Short exercise:
Rewrite the entries below, replacing "return the coordinates" with "report the coordinates" everywhere and changing nothing else. Omit the pictures from your version.

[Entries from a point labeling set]
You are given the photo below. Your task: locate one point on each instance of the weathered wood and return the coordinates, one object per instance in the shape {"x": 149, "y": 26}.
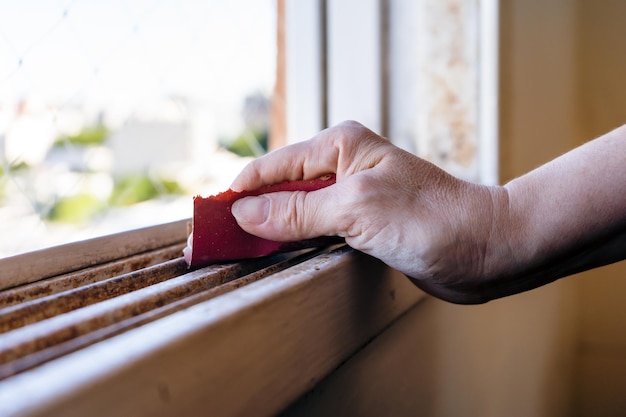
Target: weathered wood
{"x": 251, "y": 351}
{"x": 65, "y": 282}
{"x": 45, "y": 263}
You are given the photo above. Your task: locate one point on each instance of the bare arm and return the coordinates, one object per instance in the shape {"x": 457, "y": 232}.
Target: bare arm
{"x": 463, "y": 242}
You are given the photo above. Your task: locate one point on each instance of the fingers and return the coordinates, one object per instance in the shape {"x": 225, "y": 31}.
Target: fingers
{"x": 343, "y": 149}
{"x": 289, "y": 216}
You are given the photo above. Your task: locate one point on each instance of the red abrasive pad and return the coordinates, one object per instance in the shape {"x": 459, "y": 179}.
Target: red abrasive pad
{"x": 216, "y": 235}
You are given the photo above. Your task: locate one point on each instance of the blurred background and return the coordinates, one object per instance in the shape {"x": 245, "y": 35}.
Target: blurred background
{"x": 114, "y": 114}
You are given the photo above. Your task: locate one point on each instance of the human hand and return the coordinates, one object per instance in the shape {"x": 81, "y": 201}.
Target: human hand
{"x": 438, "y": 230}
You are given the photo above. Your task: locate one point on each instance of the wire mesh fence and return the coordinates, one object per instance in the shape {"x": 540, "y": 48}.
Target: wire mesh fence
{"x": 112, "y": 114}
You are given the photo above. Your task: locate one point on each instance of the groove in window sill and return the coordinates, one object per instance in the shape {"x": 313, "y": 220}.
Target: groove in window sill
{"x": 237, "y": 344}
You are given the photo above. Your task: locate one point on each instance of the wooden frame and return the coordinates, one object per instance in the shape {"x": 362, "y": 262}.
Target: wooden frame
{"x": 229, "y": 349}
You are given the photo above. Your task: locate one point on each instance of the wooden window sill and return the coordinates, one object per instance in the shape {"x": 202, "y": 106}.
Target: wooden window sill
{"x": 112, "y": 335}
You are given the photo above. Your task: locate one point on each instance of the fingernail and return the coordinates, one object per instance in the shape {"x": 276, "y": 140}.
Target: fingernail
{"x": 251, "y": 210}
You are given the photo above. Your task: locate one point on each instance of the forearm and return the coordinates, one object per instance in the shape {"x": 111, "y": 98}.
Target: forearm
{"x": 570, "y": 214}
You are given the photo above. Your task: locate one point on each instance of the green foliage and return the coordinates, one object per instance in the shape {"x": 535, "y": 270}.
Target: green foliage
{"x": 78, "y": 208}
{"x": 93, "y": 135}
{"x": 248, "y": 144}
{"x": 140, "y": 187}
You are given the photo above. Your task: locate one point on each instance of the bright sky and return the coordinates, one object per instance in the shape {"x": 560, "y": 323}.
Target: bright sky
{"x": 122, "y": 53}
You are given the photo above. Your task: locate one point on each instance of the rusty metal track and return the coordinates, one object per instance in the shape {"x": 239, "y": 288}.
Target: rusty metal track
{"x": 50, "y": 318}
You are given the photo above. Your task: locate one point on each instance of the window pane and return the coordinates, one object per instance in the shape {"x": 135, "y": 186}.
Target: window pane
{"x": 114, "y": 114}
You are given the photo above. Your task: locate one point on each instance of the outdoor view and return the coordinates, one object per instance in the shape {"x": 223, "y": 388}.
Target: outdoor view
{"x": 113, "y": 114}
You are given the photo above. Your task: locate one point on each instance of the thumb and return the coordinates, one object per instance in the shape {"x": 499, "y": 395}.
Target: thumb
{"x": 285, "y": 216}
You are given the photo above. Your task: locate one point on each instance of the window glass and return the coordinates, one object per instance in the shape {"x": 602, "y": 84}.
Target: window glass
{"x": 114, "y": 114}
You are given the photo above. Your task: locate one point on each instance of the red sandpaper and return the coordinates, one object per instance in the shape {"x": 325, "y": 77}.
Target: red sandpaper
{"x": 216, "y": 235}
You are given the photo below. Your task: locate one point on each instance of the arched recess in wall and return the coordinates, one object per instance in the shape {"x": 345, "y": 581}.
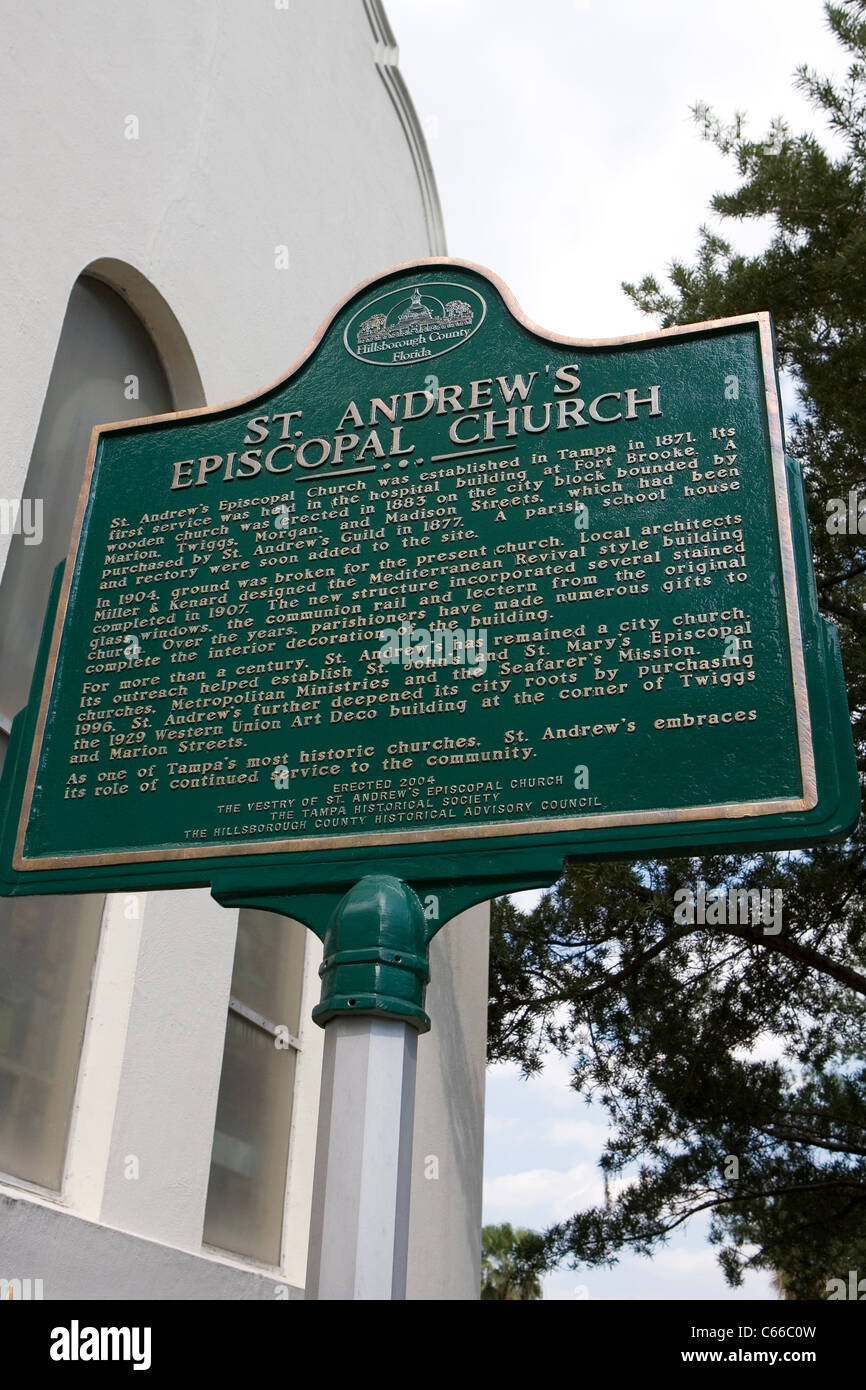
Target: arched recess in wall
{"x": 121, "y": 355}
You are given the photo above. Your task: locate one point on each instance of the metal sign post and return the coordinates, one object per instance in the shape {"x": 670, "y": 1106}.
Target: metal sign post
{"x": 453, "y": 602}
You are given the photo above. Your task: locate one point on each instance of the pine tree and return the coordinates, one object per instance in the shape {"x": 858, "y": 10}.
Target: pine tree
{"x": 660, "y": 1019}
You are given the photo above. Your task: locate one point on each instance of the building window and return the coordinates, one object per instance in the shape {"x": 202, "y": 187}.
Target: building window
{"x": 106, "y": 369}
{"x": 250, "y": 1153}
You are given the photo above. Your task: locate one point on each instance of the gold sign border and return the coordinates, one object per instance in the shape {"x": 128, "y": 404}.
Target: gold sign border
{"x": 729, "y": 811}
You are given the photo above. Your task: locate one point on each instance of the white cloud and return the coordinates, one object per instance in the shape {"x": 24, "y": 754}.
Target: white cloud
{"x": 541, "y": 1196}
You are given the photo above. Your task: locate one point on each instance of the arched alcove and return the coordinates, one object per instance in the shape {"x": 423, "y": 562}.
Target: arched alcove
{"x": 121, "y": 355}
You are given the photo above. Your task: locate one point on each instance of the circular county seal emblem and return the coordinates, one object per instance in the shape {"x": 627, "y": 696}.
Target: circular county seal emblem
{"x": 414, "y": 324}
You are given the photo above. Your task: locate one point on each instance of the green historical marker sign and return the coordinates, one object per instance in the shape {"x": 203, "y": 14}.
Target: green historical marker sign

Solution below:
You are given the photo below. Your task: locate one point on each instance of the weathered wood and report the coordinates, one object per instance in the shape {"x": 149, "y": 26}.
Target: weathered wood
{"x": 251, "y": 351}
{"x": 65, "y": 282}
{"x": 45, "y": 263}
You are given the photo above. Your task: locate one point on each instance of the bare arm and report the coordinates, one object per instance in the shape {"x": 457, "y": 232}.
Target: bare arm
{"x": 463, "y": 242}
You are given the photo above. Your task: locate one point on each instance of the fingers and report the coordinates, one object per instance in the shape {"x": 225, "y": 31}.
Target: fingers
{"x": 343, "y": 149}
{"x": 289, "y": 216}
You are given the photo above. Your task: locate one point on each instance of the red abrasive pad and report the coordinates, one object per instance in the shape {"x": 459, "y": 179}.
Target: red abrasive pad
{"x": 216, "y": 235}
You are given the photo above. Your task: locate one point on each instance of the blurred background and report the coordinates, one object per instance in the shape {"x": 245, "y": 35}.
Target: blurred background
{"x": 114, "y": 114}
You are given the photo above. Your task: locate one point on each instance of the human hand and report the coordinates, one object per instance in the shape {"x": 81, "y": 201}.
Target: human hand
{"x": 438, "y": 230}
You are given the photo above. Your task: locate one point on each instance of the wire mesh fence and report the coordinates, one object per instance in the shape {"x": 540, "y": 48}.
Target: wire mesh fence
{"x": 112, "y": 114}
You are given the photo above. Your task: locate one point on each instance of the groove in window sill and report the coordinates, one object per instance in the shape {"x": 313, "y": 220}.
Target: groove in window sill
{"x": 237, "y": 344}
You are given the photo above. Your task: locate one point on each instance of the wooden frame and report the coordinates, one object per instance in the shape {"x": 362, "y": 262}.
Target: wooden frame
{"x": 229, "y": 349}
You are given the photo above. Your task: locate one point on each instance of the wooden window sill and report the coordinates, one object per instance in the shape {"x": 202, "y": 106}.
Target: wooden window sill
{"x": 112, "y": 335}
You are given the photo above. Your task: locate one point on each instance of the fingernail and report the coordinates, one object per instance in the shape {"x": 276, "y": 140}.
Target: fingernail
{"x": 251, "y": 210}
You are given the photo above. Your task: locate one point on each instance of the forearm and report the coordinates, one object per instance in the shape {"x": 111, "y": 98}.
Target: forearm
{"x": 570, "y": 214}
You are given the photo above. Your task: locate one point on each instance of the green foliage and report the coordinates, one object per instance in the shape {"x": 535, "y": 270}.
Target: green foliage
{"x": 78, "y": 208}
{"x": 93, "y": 135}
{"x": 248, "y": 144}
{"x": 140, "y": 187}
You are given the photo above. Your task: locate one point on each instance of the bright sky and report the coordinates, one object per instance in the shape {"x": 560, "y": 323}.
Target: bright sky
{"x": 122, "y": 53}
You are given the photo above. Your task: locate one point on each instance of the rusty metal track and report the coordinates, one object per instance in the shape {"x": 239, "y": 288}.
Target: rusty metal track
{"x": 50, "y": 318}
You are given the photo above. Your task: locate one point on each instance of the window pane and report the coordinates, one object per instance in the shape {"x": 135, "y": 186}.
Target: window pane
{"x": 114, "y": 114}
You are given the photo above. Your task: locate one point on each instance of the outdoor view and report the coordinates, one object per instance in the shape {"x": 223, "y": 388}.
Target: outdoor view
{"x": 113, "y": 114}
You are given the photo above. Your task: locate one point on each instance of the thumb and report the coordinates, one object per instance in the shape {"x": 499, "y": 395}.
Target: thumb
{"x": 285, "y": 216}
You are given the photo above. Your task: locate one point on each instance of the window glass and report the coordinates, one object per instance in the shape {"x": 602, "y": 84}.
Target: window glass
{"x": 114, "y": 114}
You are given the photo above. Your task: locate one point on each instance of the red sandpaper and report the coordinates, one object per instance in the shape {"x": 325, "y": 77}.
Target: red sandpaper
{"x": 216, "y": 235}
You are given the photo below. Your task: locate one point on each instance of the arched recess in wall and report the coordinates, one object per instance in the shape {"x": 345, "y": 581}.
Target: arched recess in wall
{"x": 121, "y": 355}
You are given the photo above. Your task: locate one point on each instance of the metal sign post and report the coordinates, one object per instance in the shape {"x": 670, "y": 1106}.
Target: metal sign post
{"x": 453, "y": 602}
You are given the photo above. Your task: locate one point on each instance of the pine tree and report the coordinates, one object per instance in the shape {"x": 858, "y": 10}.
Target: pine tree
{"x": 660, "y": 1019}
You are given the photo above. Your task: locate one point on each instance of the building window and report the coordinates, one object per instance in the shape {"x": 202, "y": 187}.
Target: building window
{"x": 106, "y": 369}
{"x": 250, "y": 1153}
You are given the photo above. Your task: locate one point on each instance of the gold sign border and report the coordinates, one object per instance in the shape {"x": 128, "y": 404}.
Target: gold sign border
{"x": 729, "y": 811}
You are given the photo above. Your task: locate one point on each instance of the white cloud and report the coordinates, one object per instance in the shape {"x": 24, "y": 754}.
Target: white cloud
{"x": 541, "y": 1196}
You are given the photo above. Your task: locate one point on each instance of the arched alcove and report the coordinates, one object per instance in the shape {"x": 423, "y": 562}.
Target: arched alcove
{"x": 121, "y": 355}
You are given the photo above. Your task: locate one point on each instance of the circular county seal emblem and report the coordinates, one object per instance in the shape {"x": 627, "y": 696}.
Target: circular county seal emblem
{"x": 414, "y": 324}
You are given the photo above. Your task: locate one point on each instance of the green historical marker sign and report the coordinates, one object per instance in the shape {"x": 203, "y": 14}.
Target: green historical marker sign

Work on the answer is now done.